--- start of Dataset extract ---

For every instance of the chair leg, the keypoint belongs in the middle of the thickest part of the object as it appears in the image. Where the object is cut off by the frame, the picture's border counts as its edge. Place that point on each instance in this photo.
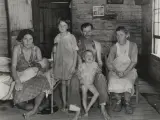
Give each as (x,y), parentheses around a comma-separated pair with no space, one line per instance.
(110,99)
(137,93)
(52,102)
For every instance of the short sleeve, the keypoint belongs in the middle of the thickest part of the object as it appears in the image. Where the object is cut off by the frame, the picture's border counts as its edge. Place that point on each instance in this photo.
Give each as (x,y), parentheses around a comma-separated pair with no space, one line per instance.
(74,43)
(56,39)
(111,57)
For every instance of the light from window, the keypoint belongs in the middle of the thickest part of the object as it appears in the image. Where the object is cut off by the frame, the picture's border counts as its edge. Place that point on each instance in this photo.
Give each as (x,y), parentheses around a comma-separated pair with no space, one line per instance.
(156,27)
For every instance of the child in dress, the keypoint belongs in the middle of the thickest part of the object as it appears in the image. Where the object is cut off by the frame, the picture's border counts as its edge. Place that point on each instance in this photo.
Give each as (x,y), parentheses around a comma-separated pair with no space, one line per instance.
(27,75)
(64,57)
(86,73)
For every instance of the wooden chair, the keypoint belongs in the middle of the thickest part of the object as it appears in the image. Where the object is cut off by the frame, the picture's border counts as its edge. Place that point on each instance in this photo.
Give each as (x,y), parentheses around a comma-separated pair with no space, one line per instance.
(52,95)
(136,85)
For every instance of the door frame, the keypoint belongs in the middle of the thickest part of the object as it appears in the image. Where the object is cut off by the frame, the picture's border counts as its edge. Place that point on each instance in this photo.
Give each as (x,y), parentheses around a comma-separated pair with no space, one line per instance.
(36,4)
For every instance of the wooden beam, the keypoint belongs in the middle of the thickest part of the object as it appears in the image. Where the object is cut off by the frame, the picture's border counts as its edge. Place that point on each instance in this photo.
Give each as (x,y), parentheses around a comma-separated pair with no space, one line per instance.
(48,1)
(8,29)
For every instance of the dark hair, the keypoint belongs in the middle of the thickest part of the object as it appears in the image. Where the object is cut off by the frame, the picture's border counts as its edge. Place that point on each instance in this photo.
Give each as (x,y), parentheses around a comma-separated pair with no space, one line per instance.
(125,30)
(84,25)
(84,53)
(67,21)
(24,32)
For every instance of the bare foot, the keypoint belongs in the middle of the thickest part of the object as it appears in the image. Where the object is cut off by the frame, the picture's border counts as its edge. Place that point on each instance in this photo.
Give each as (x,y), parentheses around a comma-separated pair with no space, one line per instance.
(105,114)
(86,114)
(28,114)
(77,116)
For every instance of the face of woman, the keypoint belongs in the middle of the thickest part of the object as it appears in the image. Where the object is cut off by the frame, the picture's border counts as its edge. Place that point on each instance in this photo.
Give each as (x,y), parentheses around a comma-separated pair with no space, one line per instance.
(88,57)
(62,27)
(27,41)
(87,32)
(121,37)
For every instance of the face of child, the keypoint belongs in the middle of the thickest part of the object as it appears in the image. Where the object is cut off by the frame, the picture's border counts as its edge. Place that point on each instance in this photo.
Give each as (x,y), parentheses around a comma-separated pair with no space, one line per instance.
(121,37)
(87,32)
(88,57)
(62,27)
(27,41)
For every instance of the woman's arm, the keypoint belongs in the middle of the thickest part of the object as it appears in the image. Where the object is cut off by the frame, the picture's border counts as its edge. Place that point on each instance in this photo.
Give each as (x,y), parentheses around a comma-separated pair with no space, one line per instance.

--- end of Dataset extract ---
--- start of Dataset extract ---

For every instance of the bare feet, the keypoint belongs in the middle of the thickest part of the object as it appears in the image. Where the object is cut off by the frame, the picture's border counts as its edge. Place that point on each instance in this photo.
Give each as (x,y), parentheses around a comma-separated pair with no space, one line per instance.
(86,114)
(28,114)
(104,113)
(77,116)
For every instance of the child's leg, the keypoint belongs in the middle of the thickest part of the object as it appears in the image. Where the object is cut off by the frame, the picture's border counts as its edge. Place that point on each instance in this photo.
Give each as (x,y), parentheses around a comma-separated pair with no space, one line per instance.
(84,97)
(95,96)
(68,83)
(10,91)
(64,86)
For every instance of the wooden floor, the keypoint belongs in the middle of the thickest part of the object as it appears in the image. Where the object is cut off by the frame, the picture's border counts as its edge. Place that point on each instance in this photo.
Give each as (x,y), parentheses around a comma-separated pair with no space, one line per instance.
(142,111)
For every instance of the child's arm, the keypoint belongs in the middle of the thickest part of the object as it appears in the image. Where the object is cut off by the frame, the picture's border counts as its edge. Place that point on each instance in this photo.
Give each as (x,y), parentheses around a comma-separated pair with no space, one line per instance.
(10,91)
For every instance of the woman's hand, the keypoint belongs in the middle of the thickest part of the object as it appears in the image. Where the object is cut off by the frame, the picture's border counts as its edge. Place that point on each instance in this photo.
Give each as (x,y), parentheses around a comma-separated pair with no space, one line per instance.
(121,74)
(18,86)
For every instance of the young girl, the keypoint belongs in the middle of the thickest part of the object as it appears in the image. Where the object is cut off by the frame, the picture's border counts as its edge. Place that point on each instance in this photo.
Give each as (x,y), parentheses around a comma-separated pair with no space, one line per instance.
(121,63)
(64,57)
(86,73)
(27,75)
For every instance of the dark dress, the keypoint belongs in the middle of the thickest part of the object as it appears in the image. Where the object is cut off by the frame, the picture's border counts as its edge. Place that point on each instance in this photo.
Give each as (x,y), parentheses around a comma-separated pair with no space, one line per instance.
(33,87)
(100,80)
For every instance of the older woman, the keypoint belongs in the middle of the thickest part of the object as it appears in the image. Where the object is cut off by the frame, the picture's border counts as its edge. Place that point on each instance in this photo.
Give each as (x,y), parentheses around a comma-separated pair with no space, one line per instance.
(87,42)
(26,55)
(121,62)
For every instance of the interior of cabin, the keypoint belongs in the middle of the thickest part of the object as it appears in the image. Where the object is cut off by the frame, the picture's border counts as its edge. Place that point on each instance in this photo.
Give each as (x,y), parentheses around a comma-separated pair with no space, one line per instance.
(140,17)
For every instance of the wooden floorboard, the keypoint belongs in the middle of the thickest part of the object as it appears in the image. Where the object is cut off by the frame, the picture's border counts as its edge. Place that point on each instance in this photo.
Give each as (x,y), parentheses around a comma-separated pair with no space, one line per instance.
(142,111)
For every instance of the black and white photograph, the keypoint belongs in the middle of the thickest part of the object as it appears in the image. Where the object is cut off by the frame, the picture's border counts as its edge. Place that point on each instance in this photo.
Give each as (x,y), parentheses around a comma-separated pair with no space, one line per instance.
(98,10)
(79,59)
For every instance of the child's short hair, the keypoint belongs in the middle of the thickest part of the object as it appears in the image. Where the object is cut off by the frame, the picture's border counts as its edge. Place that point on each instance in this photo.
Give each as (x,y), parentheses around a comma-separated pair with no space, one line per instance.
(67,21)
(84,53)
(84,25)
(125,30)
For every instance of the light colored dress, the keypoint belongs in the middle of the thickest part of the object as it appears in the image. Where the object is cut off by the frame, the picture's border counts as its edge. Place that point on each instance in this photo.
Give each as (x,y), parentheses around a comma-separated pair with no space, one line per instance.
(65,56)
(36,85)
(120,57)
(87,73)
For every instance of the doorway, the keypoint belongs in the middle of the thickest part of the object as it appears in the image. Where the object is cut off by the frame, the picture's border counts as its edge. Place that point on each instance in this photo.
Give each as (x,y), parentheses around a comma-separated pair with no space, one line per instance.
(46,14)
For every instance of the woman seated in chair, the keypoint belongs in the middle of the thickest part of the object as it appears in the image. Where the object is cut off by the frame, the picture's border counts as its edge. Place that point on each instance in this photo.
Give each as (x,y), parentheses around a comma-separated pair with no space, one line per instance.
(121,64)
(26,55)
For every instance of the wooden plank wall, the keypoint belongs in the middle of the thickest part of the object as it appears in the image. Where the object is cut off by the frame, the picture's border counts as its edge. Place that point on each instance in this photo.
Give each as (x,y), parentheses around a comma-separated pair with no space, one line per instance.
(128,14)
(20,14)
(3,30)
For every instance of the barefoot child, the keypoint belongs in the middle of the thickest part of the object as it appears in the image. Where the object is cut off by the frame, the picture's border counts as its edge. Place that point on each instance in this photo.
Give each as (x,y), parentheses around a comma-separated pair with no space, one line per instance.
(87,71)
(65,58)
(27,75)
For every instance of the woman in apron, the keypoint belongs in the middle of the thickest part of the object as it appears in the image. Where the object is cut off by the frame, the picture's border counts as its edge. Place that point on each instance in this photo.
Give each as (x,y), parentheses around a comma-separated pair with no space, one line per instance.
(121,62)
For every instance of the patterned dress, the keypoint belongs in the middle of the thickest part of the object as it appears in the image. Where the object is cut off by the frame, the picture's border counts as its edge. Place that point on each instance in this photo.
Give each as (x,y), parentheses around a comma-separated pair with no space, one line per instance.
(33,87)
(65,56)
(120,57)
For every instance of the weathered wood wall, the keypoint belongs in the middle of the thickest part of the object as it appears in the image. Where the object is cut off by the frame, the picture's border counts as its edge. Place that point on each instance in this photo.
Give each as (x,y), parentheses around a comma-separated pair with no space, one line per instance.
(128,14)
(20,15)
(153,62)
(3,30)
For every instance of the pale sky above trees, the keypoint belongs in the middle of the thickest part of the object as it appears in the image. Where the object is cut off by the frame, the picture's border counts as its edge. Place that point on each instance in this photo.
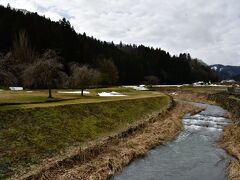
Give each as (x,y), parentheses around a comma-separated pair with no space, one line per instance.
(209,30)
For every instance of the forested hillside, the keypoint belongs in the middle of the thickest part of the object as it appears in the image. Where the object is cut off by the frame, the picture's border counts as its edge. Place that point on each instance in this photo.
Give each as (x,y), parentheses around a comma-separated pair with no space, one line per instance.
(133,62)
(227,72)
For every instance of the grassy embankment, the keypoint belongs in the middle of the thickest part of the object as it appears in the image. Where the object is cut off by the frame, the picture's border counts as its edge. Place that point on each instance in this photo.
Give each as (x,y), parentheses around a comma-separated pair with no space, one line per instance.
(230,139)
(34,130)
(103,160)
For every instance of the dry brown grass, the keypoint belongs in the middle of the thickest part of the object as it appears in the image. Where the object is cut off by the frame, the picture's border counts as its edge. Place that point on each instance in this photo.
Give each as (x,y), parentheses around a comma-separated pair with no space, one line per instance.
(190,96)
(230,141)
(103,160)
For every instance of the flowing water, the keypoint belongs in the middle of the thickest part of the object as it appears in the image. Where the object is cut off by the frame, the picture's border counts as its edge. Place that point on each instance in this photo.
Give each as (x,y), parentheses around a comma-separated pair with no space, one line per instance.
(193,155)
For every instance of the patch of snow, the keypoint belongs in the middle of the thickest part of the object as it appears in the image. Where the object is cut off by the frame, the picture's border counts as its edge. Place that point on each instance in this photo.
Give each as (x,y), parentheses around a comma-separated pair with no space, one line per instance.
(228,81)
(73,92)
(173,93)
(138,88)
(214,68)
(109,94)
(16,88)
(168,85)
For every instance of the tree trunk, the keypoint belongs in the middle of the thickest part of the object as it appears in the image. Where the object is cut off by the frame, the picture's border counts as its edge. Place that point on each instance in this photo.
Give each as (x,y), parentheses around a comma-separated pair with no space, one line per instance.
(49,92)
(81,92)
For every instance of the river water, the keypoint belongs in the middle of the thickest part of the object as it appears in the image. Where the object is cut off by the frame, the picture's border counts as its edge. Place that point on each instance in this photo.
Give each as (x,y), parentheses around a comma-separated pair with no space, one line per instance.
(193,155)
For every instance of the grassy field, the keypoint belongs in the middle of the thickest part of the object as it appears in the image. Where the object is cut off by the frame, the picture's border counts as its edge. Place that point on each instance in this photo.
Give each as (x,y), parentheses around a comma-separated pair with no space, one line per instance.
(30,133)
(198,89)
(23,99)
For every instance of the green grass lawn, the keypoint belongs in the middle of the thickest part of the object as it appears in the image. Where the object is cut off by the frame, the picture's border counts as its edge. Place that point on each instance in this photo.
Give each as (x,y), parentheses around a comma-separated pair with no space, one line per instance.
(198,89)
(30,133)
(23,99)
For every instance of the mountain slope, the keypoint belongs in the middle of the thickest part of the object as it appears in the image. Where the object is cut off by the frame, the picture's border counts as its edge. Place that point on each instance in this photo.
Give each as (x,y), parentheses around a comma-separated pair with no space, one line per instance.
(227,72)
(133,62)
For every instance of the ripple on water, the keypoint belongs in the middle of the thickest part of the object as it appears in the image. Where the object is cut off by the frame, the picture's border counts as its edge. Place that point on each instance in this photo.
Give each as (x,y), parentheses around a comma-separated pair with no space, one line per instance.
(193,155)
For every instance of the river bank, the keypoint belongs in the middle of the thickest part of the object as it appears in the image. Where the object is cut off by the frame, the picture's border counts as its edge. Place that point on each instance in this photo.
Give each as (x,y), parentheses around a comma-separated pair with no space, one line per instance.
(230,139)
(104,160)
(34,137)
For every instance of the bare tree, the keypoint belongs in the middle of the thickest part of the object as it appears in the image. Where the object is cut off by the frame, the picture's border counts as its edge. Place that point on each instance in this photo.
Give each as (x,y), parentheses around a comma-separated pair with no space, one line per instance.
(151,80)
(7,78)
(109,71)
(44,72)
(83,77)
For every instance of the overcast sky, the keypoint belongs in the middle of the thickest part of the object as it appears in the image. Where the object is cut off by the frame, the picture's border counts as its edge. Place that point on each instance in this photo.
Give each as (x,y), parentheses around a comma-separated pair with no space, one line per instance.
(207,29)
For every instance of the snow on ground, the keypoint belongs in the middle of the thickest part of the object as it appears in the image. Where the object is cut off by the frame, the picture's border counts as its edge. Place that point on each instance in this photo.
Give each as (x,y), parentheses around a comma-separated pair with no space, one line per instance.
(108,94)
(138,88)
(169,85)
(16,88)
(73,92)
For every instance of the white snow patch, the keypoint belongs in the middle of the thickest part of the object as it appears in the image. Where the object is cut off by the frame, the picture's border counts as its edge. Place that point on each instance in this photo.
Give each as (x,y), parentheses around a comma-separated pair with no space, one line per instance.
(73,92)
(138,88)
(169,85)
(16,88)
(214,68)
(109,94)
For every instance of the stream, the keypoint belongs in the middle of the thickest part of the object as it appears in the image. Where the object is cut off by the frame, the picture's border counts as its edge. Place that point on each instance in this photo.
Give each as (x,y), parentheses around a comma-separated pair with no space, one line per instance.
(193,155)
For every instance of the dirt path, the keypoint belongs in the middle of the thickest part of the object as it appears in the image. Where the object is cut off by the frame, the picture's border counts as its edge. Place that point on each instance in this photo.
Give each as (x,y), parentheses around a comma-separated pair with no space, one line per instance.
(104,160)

--- end of Dataset extract ---

Return each line from the items above that contains the word "stream", copied in full. Letter case matters when matching.

Exercise output:
For every instance of the stream, the keypoint belongs in the middle of the thickest part of the object as it appears in the image. Where the object is cut off by the frame, the picture's border counts as its edge. Place that point on each instance in this photo.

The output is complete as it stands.